* **Tarefas propostas**
**1.** Enumere todos os gêneros musicais citados no relato sobre a juventude como músico.
**2.** Prolongue o relato sobre a juventude como músico a partir da última frase apresentada.

* **Texto da página**
========================

Das fotos que achei, vi meu baixo e minha bateria, minha pose diante do microfone, seja em pé ou sentado, as caretas nas horas dos gritos. Deve até estar chato de tanto que repito, mas eu aprendi alguns acordes e alguns grooves na minha juventude e, por causa disso, resolvi que ia ser músico, um sonho mais ou menos comum naquela década de 80 que viu explodir tantas bandas por estas bandas.


Mas o que eu tocava não era muito semelhante às músicas de então, descendentes do punk e do new wave. Tocava coisas muito mais puxadas para o hard rock dos anos setenta, com efeitos limitados nas guitarras e muitos buracos nas peles das baterias, fruto da muita vontade e da pouca verba. O importante era montar um bom riff e escrever algo que se considerasse poético. Talvez uma referência para o meu som seja o REO Speedwagon dos primeiros tempos, que tinha o ótimo Larry Luttrell no lugar do insosso Kevin Cronin nos vocais. O hard boogie das meninas do Fanny talvez também lembre um pouco o que eu fazia. Com menos talento, porém.

========================

* **Material extraído**
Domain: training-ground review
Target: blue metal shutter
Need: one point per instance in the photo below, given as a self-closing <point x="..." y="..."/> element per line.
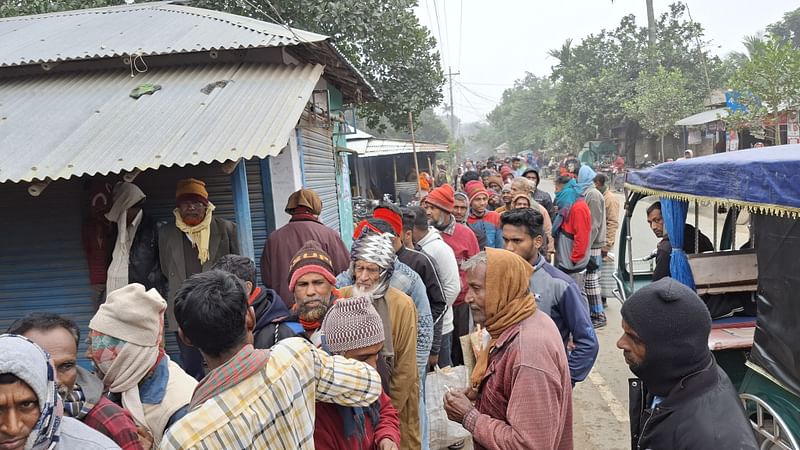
<point x="319" y="170"/>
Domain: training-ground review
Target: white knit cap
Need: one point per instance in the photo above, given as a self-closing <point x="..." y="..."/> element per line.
<point x="352" y="323"/>
<point x="132" y="314"/>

========================

* **Respostas por tarefa**
**1.** punk, new wave, hard rock, hard boogie

**2.**
Isso me deslocava um pouco da grande massa juvenil da época. A turma da new wave era colorida com gosto, cheios de amarelos marca-texto, verde-limão e laranjas que faziam um copo de Tang morrer de inveja. Já os metaleiros eram aquilo de sempre: camisetas pretas das bandas favoritas, pulseiras de tachas, coturnos, jeans e couro. Mais adiante, com a corrente do Glam Metal, vieram os cabelos mega-armados, as calças agarradas, a androginia, os brincos e etc. Eu não fazia nenhum desses estilos. Aliás, eu não fazia estilo algum. Sim, é verdade que eu tinha minhas camisetas de bandas, mas como nunca tive rabo preso, a camiseta podia ser tanto do Pink Floyd quanto do Voivod. Meu estilo eram as velhas camisetas usadas até o limite do mau gosto, os tênis “foruáiti”, os velhos e surrados jeans já desbeiçados. Tudo usado até o limite da mendicância. Algumas vezes além dela.

Não era o tempo dos Balenciagas artificialmente descolados. Era tempo de economizar no que era possível para sobrar para outras coisas. Eu tinha cordas e peles para comprar, não dava para ter os calçados do momento, e nem tempo de ficar babando nas lojas do Brás, já então um destino comercial do Brasil inteiro.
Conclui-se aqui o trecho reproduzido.